EXTRACT
## Start
The Potemkin Commission

Bush’s decision to appoint a commission to examine why government officials averred with certainty that Iraq had “weapons of mass destruction” underscores the political side of globalization, and, as such, is not too surprising. After all, he had a model on the other side of the Atlantic, in British Prime Minister Tony Blair’s halfway successful effort to cover up his own manipulations, thanks to Lord Hutton. Emboldened by this example of how to handle a burgeoning scandal, the President announced that a conclave of worthies would be convened – White House staffers compare it to the Warren Commission – to find out how we duped ourselves into going to war. Blair, in a neat trans-Atlantic triple play, took the opportunity to announce that he, too, would be setting up a similar inquiry into the mysterious case of the missing WMD. It’s all so open and above-board.

Like hell it is.

Confronted with the inescapable truth that there are no weapons of mass destruction, and, as Bush’s arms inspector David Kay put it, “we were almost all wrong,” the War Party is trying mightily to slither out of it by saying that, as the pro-war broadsheet, The Australian, put it:

“We may be dealing here with one of the most extraordinary and unbelievable episodes in the history of dictatorships. It may be, as [Kenneth] Pollock suggests, that Hussein purposely contrived to make the world believe he had WMDs, either to bolster his prestige in Arab eyes, or to intimidate his internal enemies. Or, as Kay has suggested, it may be that his own scientists lied to him about what they actually had available.”
## End
DATASET EXTRACT
## Start
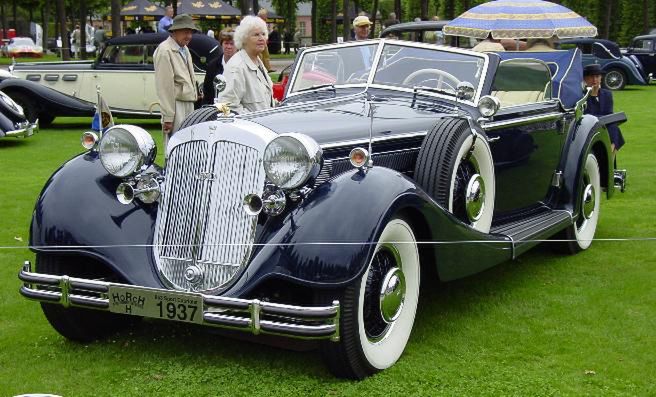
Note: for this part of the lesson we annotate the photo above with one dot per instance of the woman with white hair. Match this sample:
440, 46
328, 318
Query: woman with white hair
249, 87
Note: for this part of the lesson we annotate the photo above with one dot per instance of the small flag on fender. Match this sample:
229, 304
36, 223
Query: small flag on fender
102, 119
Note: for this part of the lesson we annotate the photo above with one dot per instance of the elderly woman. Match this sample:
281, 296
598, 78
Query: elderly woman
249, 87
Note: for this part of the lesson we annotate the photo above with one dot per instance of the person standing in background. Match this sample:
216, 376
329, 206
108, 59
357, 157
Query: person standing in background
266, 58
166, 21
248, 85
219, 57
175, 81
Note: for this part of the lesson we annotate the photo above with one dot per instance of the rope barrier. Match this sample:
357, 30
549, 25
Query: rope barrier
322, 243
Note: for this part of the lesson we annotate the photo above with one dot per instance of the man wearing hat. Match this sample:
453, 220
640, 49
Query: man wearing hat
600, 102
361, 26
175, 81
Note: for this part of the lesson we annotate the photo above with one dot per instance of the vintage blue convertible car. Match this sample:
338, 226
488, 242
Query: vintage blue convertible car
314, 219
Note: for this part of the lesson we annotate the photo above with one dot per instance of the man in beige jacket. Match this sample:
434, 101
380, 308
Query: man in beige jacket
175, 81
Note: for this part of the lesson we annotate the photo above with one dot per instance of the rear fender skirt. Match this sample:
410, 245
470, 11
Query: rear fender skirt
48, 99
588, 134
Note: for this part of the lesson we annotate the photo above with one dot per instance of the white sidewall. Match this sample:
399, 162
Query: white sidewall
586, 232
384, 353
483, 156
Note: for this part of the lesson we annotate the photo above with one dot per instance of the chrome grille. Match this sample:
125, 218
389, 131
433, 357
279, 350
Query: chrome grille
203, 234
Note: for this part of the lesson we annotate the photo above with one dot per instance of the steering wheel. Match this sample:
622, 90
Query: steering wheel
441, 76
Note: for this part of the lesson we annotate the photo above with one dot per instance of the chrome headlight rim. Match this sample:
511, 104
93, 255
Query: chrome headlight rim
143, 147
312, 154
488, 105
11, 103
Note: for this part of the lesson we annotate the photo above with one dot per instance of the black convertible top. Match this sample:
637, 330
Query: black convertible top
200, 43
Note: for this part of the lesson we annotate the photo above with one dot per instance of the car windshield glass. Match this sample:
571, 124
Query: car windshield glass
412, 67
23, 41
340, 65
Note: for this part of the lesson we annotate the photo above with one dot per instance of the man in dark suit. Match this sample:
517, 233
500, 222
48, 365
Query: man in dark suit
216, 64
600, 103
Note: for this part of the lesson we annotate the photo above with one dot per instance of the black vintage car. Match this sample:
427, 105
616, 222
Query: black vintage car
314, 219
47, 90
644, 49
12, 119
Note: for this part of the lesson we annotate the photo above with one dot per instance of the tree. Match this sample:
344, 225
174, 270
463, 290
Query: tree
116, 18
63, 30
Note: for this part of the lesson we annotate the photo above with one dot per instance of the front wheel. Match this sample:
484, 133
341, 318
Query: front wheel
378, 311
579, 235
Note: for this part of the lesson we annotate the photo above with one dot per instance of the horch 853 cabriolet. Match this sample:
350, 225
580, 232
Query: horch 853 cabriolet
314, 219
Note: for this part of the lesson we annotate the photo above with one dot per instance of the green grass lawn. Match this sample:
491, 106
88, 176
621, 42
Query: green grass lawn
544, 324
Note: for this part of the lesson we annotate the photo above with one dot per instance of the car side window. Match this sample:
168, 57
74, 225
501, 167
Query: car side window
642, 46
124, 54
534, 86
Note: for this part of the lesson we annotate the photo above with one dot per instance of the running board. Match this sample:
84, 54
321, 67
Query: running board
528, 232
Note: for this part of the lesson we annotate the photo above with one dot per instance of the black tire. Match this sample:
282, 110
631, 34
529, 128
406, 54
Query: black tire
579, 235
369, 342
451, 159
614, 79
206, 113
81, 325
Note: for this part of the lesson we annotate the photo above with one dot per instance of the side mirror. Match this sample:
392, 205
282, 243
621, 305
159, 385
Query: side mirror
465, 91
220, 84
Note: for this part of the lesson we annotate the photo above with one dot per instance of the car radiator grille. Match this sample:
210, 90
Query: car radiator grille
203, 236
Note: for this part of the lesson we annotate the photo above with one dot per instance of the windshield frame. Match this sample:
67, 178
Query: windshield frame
## End
WORK TO DO
1. In the Potemkin Commission essay, what do White House staffers compare the President's commission to?
2. Pick up the Potemkin Commission essay after its final sentence and carry it forward.
The entries come from a different source than the Potemkin Commission essay.

ANSWERS GIVEN
1. The Warren Commission.

2.
Unbelievable is surely the word.

I seem to recall that the Iraqi regime submitted a 12,000 page document to the UN that chronicled, in excruciating detail, what we now know to be true: that Saddam had dismantled his WMDs shortly after Gulf War I. The document was immediately dismissed, of course, and anyone who took it seriously was denounced as a dupe, or worse – but the Iraqis, as it turned out, were telling the truth.

So who, I ask you, was lying?

The idea that the War Party didn’t lie us into war, that the whole thing was an “intelligence failure” that can be fixed if only we’ll fire George Tenet and “reform” the CIA is not merely wishful thinking: it is the exact opposite of the truth. As Joshua Micah Marshall points out, this is:

“A pearl. Lapidary. As Churchill might have said, hypocrisy wrapped in mendacity, bundled up in ridiculousness. A true gem. Richard Perle tells the Times that the CIA did indeed sell the president a bill of goods. ‘The president is a consumer of intelligence, not a producer of it,’ Perle told the Times. ‘I have long thought our intelligence in the gulf has been woefully inadequate.’

“Right. Perle has long been a staunch critic of the CIA. His argument was that they understated the scope of Saddam’s WMD programs, naively discounted his ties to terrorist organizations and had an overly pessimistic vision of post-war Iraq.

“In other words, if the CIA is all wet, Perle is all wet squared. Or probably even cubed. The skeptical voices in the Intelligence Community – the ones who are now vindicated in spades – were the objects of his greatest derision. And his solution was to give even more credence to the unreliable defector testimony which played such a key role in our bamboozlement.”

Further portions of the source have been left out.